--- Material shown ---
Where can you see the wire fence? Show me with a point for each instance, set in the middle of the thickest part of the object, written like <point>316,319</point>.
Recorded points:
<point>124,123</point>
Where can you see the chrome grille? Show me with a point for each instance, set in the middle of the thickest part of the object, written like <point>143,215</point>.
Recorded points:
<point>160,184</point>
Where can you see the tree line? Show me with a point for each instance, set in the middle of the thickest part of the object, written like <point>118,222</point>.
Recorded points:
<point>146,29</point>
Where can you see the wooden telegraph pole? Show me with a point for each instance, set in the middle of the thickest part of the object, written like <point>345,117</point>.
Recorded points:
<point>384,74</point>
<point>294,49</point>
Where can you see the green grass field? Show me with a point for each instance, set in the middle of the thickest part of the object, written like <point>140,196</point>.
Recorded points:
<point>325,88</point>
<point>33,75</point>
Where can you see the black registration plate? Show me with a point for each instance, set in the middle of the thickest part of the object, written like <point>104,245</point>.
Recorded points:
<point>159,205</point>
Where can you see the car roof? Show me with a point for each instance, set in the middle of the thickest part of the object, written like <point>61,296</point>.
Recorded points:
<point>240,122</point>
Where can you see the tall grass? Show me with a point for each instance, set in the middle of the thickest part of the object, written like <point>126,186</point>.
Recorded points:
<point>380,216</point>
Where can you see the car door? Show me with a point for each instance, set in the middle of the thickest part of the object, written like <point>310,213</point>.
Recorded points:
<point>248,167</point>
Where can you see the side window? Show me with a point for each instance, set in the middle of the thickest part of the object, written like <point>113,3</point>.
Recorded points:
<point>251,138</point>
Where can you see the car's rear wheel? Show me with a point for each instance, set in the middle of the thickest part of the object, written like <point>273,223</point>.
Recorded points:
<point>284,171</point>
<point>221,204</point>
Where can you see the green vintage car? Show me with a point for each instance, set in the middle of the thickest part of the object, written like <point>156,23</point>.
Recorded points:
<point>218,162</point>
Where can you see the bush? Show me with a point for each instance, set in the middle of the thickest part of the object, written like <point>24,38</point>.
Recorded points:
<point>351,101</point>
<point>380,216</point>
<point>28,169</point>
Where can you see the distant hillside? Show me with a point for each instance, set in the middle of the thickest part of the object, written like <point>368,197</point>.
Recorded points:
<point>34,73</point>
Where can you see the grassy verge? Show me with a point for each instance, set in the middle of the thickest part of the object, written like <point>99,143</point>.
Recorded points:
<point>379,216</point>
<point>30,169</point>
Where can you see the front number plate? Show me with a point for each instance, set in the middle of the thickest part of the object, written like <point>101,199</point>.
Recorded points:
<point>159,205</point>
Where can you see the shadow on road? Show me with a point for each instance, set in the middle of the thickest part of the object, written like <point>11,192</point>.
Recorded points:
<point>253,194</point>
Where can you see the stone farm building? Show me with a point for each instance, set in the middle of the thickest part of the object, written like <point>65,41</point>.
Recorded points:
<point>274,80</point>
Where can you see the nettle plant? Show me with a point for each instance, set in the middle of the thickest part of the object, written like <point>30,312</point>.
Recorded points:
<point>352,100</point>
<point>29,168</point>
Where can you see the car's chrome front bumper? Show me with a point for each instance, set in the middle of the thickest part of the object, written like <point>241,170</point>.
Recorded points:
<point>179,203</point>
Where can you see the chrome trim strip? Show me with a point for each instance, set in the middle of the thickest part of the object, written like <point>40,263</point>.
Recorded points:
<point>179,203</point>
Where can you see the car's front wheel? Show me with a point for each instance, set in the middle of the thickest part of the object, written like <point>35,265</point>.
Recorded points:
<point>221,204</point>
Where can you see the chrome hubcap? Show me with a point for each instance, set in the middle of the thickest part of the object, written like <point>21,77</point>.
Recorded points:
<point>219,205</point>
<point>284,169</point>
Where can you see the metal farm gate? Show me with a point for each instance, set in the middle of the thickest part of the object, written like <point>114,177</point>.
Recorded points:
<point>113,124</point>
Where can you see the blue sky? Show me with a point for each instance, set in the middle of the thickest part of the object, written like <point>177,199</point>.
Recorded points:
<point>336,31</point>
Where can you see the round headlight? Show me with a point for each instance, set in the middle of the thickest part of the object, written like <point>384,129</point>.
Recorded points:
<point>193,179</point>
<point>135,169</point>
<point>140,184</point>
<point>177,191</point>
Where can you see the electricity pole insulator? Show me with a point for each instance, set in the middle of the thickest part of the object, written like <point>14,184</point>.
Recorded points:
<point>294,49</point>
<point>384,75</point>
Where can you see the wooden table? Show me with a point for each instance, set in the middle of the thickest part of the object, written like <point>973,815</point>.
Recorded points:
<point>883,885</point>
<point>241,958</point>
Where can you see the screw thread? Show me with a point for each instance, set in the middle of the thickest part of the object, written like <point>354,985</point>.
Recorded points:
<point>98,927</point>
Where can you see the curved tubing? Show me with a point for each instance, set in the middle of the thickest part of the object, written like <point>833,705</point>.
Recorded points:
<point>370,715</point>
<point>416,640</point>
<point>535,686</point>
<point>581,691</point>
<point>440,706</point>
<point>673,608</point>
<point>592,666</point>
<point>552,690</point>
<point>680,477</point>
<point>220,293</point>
---
Task requirements
Copy the lines of the listing above word for word, starting at the line that contains "Where can you see the wooden table?" and ending with the last line of the listing.

Response below
Where can you see the wooden table? Show me with a point for each instance, set in the middle of the thickest part of the object, written like <point>973,815</point>.
Recorded points:
<point>883,885</point>
<point>241,958</point>
Where can you see the screw thread? Show me with a point for each instance, set in the middle of the thickest part of the object, written like <point>354,985</point>.
Recorded points:
<point>98,927</point>
Where can you see the curved tubing? Show me with a point for each instance, set in the middle of the thickest part of the object, written like <point>833,705</point>.
Recorded points:
<point>370,715</point>
<point>416,640</point>
<point>535,686</point>
<point>581,691</point>
<point>440,706</point>
<point>673,608</point>
<point>592,666</point>
<point>552,690</point>
<point>680,477</point>
<point>220,293</point>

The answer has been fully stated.